### AIM
Extract the line that contains "concrete retaining wall" and every line after it through the end of the records below, exactly as written, leaving out any pictures.

### RECORDS PROVIDED
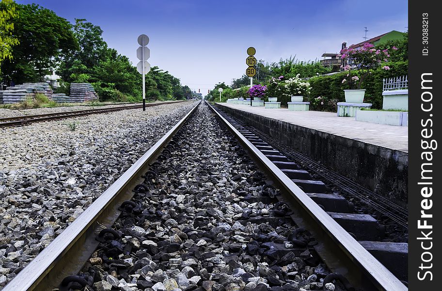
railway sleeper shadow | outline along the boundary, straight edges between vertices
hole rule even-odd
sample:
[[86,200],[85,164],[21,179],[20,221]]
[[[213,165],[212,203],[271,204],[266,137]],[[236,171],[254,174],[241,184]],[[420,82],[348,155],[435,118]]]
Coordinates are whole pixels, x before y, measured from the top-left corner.
[[[354,206],[343,196],[331,193],[323,182],[312,180],[311,176],[271,145],[224,113],[221,115],[295,184],[358,240],[361,245],[395,275],[406,281],[408,277],[408,244],[379,242],[383,238],[385,227],[369,214],[352,213]],[[268,197],[246,197],[248,201],[268,201]]]

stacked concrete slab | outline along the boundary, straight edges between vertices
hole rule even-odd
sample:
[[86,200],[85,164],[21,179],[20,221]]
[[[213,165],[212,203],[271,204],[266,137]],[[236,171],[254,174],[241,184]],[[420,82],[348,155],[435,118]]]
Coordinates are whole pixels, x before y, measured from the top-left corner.
[[54,93],[52,94],[52,100],[56,103],[68,103],[69,97],[64,93]]
[[71,83],[69,102],[83,102],[97,100],[98,96],[89,83]]
[[2,95],[1,102],[4,104],[14,104],[27,100],[33,100],[38,93],[44,94],[51,99],[52,90],[49,84],[45,82],[25,83],[15,87],[7,87],[6,90],[0,91]]

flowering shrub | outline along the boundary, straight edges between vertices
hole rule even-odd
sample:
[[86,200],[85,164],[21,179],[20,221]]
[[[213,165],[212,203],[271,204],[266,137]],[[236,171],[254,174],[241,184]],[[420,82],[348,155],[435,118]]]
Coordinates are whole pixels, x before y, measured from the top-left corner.
[[312,87],[310,83],[305,81],[299,77],[298,74],[294,78],[291,78],[288,80],[285,80],[284,85],[285,92],[283,95],[286,96],[303,96],[310,93]]
[[281,76],[279,78],[272,77],[268,81],[268,83],[267,85],[268,96],[278,97],[281,96],[283,92],[280,84],[284,78],[283,76]]
[[266,95],[266,91],[267,90],[267,86],[263,86],[259,84],[253,86],[252,88],[247,91],[247,93],[251,97],[260,97],[263,98]]
[[337,110],[337,99],[328,98],[323,96],[318,96],[313,98],[311,103],[312,109],[316,111],[329,111],[333,112]]
[[[350,89],[361,89],[364,80],[368,75],[370,69],[378,68],[382,62],[388,62],[390,57],[388,49],[376,49],[372,44],[365,43],[359,49],[350,48],[344,48],[341,50],[341,58],[347,61],[348,65],[341,66],[344,70],[348,71],[346,78],[342,80],[343,84],[347,84]],[[395,47],[393,49],[397,49]],[[388,66],[384,66],[382,68],[389,70]],[[353,73],[357,70],[359,77]]]

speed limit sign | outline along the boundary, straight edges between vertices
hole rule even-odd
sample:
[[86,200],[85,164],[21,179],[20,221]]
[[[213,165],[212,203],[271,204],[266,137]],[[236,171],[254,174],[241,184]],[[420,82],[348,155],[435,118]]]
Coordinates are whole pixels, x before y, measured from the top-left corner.
[[254,77],[256,74],[256,70],[253,67],[249,67],[246,69],[246,75],[249,77]]
[[253,56],[250,56],[246,59],[246,65],[249,66],[253,66],[256,65],[256,59]]

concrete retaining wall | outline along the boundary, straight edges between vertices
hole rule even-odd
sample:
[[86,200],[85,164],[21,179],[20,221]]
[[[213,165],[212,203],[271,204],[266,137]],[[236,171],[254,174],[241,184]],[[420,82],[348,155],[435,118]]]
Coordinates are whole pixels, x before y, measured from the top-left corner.
[[408,153],[216,106],[293,149],[407,207]]

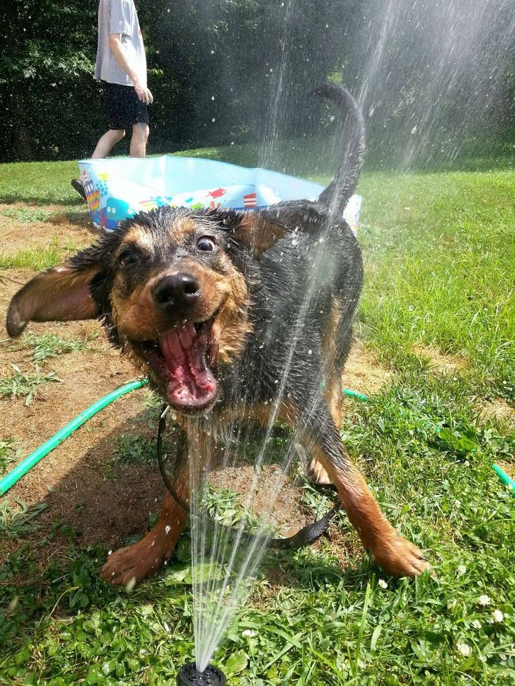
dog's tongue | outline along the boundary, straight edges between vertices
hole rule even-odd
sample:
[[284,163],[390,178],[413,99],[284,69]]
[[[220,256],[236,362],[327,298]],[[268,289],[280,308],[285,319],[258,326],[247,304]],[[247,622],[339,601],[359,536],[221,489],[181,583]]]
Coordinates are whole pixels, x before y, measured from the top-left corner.
[[206,365],[208,332],[197,332],[193,324],[165,333],[161,354],[168,376],[167,391],[171,402],[186,407],[206,405],[216,393],[216,382]]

### EXPECTED OUTPUT
concrete retaining wall | outline along the boundary, straight edges between vertices
hole rule even-odd
sample:
[[86,200],[85,164],[21,179],[20,221]]
[[[213,165],[212,203],[271,204],[266,137]],[[236,171],[254,174],[241,184]],[[420,82],[348,155],[435,118]]]
Coordinates are whole pixels, x before y, measured from the top-left corner.
[[408,153],[216,106],[293,149],[407,207]]

dog's tongue | outline along the boundary, straight edges between vertices
hole rule even-odd
sample:
[[284,163],[390,178],[413,99],[284,69]]
[[[220,256],[236,362],[327,298]],[[268,289],[280,308],[285,319],[258,326],[247,304]],[[247,622],[339,601],[359,536],[221,489],[181,583]]]
Coordinates are whole pixels, x before y, measured from the top-left corner.
[[206,365],[208,332],[197,332],[193,324],[165,333],[161,354],[168,376],[167,391],[171,402],[186,407],[206,405],[216,393],[216,382]]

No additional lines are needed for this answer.